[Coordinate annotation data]
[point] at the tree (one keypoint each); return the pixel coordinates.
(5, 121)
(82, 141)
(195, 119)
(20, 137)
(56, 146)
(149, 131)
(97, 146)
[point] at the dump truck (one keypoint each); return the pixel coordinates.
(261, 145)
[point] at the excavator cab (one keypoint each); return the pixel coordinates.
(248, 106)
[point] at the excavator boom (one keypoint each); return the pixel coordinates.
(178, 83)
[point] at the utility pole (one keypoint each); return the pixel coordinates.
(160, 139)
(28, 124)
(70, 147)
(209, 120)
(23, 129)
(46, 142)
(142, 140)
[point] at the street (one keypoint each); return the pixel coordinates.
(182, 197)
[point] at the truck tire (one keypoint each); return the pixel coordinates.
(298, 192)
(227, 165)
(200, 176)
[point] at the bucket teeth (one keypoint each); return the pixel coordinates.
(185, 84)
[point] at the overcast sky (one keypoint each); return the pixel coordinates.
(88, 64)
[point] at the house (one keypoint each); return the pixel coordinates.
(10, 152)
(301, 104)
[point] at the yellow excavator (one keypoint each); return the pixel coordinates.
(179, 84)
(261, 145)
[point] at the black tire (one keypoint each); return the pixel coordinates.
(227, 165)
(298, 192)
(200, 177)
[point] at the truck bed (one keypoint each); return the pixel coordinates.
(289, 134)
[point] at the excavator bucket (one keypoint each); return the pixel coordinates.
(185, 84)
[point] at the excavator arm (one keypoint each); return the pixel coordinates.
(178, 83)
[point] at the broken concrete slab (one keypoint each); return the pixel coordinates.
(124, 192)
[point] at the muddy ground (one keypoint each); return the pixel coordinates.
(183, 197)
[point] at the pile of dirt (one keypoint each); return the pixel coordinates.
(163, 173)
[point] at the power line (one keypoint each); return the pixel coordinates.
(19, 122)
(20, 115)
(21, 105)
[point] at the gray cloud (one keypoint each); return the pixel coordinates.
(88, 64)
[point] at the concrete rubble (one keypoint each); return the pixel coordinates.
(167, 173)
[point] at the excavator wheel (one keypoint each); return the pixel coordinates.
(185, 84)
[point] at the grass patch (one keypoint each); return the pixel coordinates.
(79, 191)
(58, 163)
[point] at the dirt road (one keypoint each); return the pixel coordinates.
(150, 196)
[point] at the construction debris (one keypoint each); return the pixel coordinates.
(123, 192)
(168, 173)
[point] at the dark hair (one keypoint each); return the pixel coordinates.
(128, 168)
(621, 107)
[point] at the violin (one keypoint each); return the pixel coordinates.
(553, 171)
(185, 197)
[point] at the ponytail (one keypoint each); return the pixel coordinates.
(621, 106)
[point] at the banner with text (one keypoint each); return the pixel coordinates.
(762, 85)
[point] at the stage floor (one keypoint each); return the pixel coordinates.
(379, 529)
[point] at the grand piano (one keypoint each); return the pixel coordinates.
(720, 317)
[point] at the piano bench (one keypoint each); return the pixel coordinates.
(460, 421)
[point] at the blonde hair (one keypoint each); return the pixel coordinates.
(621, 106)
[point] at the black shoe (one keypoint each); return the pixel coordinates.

**Short task:**
Please copy all of the data above line for line, keeping every character unchanged.

**Reply:**
[point] at the tree (one keypoint each); return the pixel coordinates.
(5, 121)
(82, 141)
(195, 119)
(20, 137)
(56, 146)
(149, 131)
(97, 146)
[point] at the dump truck (one keypoint each); return the pixel coordinates.
(261, 145)
[point] at the excavator cab (one keypoint each); return the pixel coordinates.
(248, 106)
[point] at the excavator boom (one keypoint each); return the pixel coordinates.
(178, 83)
[point] at the utility pole (one keypoint each); return the pixel coordinates.
(160, 139)
(28, 124)
(70, 147)
(209, 120)
(23, 129)
(46, 142)
(142, 140)
[point] at the street (one keypoint each); return the pixel coordinates.
(182, 197)
[point] at the truck tire (one keypoint each); return the pixel coordinates.
(298, 192)
(227, 165)
(200, 176)
[point] at the bucket teeth (one keypoint each); return the pixel coordinates.
(185, 84)
[point] at the overcast sky (one keypoint each); return the pixel coordinates.
(88, 64)
[point] at the house (one keypoint each); return the pixel coordinates.
(10, 152)
(301, 104)
[point] at the yellow excavator (one keypoint each); return the pixel coordinates.
(179, 84)
(261, 145)
[point] at the black tire (one keypoint each); return the pixel coordinates.
(227, 165)
(298, 192)
(200, 177)
[point] at the truck bed (one keypoint each); return the pixel coordinates.
(289, 134)
[point] at the excavator bucket (one keypoint each); return the pixel coordinates.
(185, 84)
[point] at the excavator arm (one keypoint each); return the pixel coordinates.
(178, 83)
[point] at the broken concrete slab (one keypoint each); return the pixel coordinates.
(124, 192)
[point] at the muddy ground (one keypoint each); return the pixel coordinates.
(183, 197)
[point] at the pile of dirt (one keypoint each); return the pixel coordinates.
(163, 173)
[point] at the power line (one keypoint each); return the pixel coordinates.
(19, 122)
(20, 115)
(21, 105)
[point] at the gray cloud (one keypoint each); return the pixel coordinates.
(88, 64)
[point] at the concrete rubble (one keypoint each); return the pixel coordinates.
(167, 173)
[point] at the excavator wheel (one keypoint each); return the pixel coordinates.
(185, 84)
[point] at the grass patch (one keypoint each); return the pixel coordinates.
(79, 191)
(58, 163)
[point] at the dirt road (one keypoint each); return the pixel coordinates.
(150, 196)
[point] at the construction debris (one keypoint each); return the pixel coordinates.
(123, 192)
(168, 173)
[point] at the dark hair (one keypoint each); return the pixel coordinates.
(128, 168)
(621, 107)
[point] at the violin (one keypoint each); return the pixel coordinates.
(553, 171)
(185, 197)
[point] at the ponytail (one keypoint each); return the pixel coordinates.
(621, 106)
[point] at the banner with text (one keypoint each); return the pixel coordinates.
(762, 85)
[point] at the stage floor (one keypoint each); return the pixel coordinates.
(379, 529)
[point] at the grand piano (one keypoint each); return the pixel coordinates.
(720, 317)
[point] at the piano bench (one keypoint each); return the pixel coordinates.
(460, 421)
[point] at the blonde hair (one keypoint each); return the pixel coordinates.
(621, 106)
[point] at the black shoe (one keypoint each); return the pixel coordinates.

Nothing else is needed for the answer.